==== Passage ====

Giving the news about a life threatening illness to a patient for the first time can be difficult but a detailed, well thought out discussion by a compassionate doctor can help make it easier on the patient. 

Oncologist/ Palliative Care Expert Dr. Adil Akhtar provides some key points and that he uses to ease in the discussion of difficult news for a patient. 

Please let me know if you are interested in speaking with Dr. Akhtar in more detail.  He is available for press interviews for this topic as well as for any oncology/palliative care/hospice care topic.   

  • Before anything, I review the case thoroughly so that I have a good plan of treatment to discuss with the patient. I am also ready for any questions that could possibly be asked. 
  • I always chose a quiet and comfortable space to sit down with the patient and his/her family/friends. 
  • I always make sure that all phones or beepers are turned off; that could be a distraction during discussion.  
  • I always ask if there is anyone that patient wants to have attend the meeting. Friends, family and anyone that the patient want to be there are welcome.  
  • When entering the room, I always give full attention in a compassionate manner to the patient and their loved ones. I make direct eye contact. Also, anything I have to do to make my patient feel comfortable. 
  • I start the meeting by asking the patient their understanding of their problems, and the work up done so far to make the diagnosis. 
  • I then start my discussion by giving the details of testing done so far, if I can show x-rays or scan I do that with the patient’s permission
  • And continuing the discussion, I tell the diagnosis gently, but very clearly without using any scientific terms so that they understand the disease and diagnosis well. 
  • I always speak clearly and precisely. I am never vague. 
  • With patient’s permission, I hold their hands to comfort them while I do the discussion. 
  • Once I am finished, I pause to make sure the patient and family have time to grasp what I just told them, and then ask the patient and the family members if they understand the diagnosis, and if they have any questions.
  • I make sure that all the questions that were brought up by the patient during the discussion, have been answered completely and in detail
  • When all the questions are answered, I start the discussion of what is the plan for treatment. This reassures them that there is a treatment and help available. I also tell them that I am a part of their team, and will help them through the treatment. 
  • I will always give some time at the end of the discussion for the patient and loved ones to ask any other questions they need answered. I give them my cell phone number in case they have any questions later on.
  • When I leave the room, I make sure that our staff is available to comfort them and answer any question which may come up.
  • The patients will most likely have strong emotions toward being given the news so always reassure them with words that will boost their confidence.

==== Stored data ====

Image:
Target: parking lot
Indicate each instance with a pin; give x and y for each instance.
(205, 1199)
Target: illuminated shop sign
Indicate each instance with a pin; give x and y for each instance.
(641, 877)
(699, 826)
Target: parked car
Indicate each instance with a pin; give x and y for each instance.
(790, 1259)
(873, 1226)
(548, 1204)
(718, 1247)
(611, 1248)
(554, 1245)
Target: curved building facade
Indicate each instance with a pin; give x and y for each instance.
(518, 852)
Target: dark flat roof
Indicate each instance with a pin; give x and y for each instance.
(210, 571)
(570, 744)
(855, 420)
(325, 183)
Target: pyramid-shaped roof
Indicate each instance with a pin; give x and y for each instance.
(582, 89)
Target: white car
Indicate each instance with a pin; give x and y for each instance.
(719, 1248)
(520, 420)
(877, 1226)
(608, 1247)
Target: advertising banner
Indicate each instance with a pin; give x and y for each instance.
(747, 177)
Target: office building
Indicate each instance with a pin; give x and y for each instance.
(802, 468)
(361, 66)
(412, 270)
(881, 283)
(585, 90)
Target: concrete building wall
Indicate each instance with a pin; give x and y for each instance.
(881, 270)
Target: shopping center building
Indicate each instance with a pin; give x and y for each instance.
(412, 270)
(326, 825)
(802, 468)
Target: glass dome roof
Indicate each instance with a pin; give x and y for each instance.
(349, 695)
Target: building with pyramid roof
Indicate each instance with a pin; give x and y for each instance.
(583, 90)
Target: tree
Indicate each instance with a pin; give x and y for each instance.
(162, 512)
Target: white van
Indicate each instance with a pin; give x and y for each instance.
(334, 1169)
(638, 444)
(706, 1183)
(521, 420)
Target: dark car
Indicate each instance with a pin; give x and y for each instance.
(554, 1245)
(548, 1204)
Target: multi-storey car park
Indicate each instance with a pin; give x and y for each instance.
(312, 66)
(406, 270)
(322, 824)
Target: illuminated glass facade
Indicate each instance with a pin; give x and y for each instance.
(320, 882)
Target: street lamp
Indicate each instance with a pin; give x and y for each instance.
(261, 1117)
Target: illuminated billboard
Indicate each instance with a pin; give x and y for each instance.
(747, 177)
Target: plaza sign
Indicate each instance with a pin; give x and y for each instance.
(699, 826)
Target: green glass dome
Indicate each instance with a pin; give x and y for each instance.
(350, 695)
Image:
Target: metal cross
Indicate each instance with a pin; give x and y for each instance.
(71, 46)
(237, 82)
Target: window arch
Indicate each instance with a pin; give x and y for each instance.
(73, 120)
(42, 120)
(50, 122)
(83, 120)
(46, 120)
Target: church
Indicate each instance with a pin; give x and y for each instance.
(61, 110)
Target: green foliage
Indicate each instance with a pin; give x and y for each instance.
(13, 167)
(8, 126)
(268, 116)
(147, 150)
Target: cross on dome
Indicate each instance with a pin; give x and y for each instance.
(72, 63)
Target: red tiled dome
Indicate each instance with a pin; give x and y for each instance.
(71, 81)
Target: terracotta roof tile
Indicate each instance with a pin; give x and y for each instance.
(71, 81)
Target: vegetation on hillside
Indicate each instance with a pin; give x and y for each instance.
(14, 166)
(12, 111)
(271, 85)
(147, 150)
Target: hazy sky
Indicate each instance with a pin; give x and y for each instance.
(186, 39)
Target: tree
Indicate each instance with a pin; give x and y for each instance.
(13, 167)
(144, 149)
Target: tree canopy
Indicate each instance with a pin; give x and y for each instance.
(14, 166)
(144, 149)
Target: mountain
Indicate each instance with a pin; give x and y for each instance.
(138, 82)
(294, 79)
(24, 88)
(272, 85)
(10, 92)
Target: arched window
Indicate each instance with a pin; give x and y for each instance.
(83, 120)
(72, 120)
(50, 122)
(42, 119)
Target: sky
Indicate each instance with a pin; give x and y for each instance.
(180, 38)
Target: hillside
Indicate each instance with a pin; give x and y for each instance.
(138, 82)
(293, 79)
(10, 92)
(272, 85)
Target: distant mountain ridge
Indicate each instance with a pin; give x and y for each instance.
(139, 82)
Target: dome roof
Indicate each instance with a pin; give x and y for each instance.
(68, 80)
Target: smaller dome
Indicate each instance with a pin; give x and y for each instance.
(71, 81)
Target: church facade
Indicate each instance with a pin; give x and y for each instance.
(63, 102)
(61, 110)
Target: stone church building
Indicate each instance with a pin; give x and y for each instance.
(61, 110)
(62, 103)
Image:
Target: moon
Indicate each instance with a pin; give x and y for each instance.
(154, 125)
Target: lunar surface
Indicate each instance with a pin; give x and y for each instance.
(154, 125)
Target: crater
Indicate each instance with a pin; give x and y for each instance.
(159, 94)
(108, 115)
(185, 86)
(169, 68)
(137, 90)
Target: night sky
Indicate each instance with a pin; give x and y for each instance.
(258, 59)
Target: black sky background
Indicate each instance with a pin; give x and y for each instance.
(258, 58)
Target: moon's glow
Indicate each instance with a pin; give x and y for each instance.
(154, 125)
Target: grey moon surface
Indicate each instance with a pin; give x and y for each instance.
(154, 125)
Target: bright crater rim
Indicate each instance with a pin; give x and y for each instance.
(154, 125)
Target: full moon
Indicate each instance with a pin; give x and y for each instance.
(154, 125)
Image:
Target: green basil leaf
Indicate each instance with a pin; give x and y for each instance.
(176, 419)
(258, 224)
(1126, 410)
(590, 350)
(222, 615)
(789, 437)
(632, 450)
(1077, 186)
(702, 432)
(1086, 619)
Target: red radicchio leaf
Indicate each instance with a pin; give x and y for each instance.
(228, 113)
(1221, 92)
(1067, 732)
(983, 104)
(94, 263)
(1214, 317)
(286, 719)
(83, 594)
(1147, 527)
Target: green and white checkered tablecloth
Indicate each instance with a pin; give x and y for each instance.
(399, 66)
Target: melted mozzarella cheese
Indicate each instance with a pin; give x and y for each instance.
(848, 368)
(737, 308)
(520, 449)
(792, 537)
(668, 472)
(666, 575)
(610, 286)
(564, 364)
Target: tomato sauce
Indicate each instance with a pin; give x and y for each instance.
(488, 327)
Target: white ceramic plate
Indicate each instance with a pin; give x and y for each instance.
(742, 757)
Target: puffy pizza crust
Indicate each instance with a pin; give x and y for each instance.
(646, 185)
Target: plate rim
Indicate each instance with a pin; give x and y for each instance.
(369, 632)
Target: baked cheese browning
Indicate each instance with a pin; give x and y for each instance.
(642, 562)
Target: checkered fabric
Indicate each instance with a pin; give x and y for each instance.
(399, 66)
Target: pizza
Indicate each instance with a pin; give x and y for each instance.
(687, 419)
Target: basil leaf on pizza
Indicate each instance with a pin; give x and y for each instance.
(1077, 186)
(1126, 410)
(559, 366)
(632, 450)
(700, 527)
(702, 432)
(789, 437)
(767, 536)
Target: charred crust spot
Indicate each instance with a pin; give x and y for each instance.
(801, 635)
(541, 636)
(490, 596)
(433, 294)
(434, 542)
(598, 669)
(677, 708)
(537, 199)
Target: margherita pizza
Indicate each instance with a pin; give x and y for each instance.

====

_Work instruction_. In the text on breaking difficult news to patients, what does the doctor give patients and their loved ones in case questions come up later?

_Exercise solution_. His cell phone number.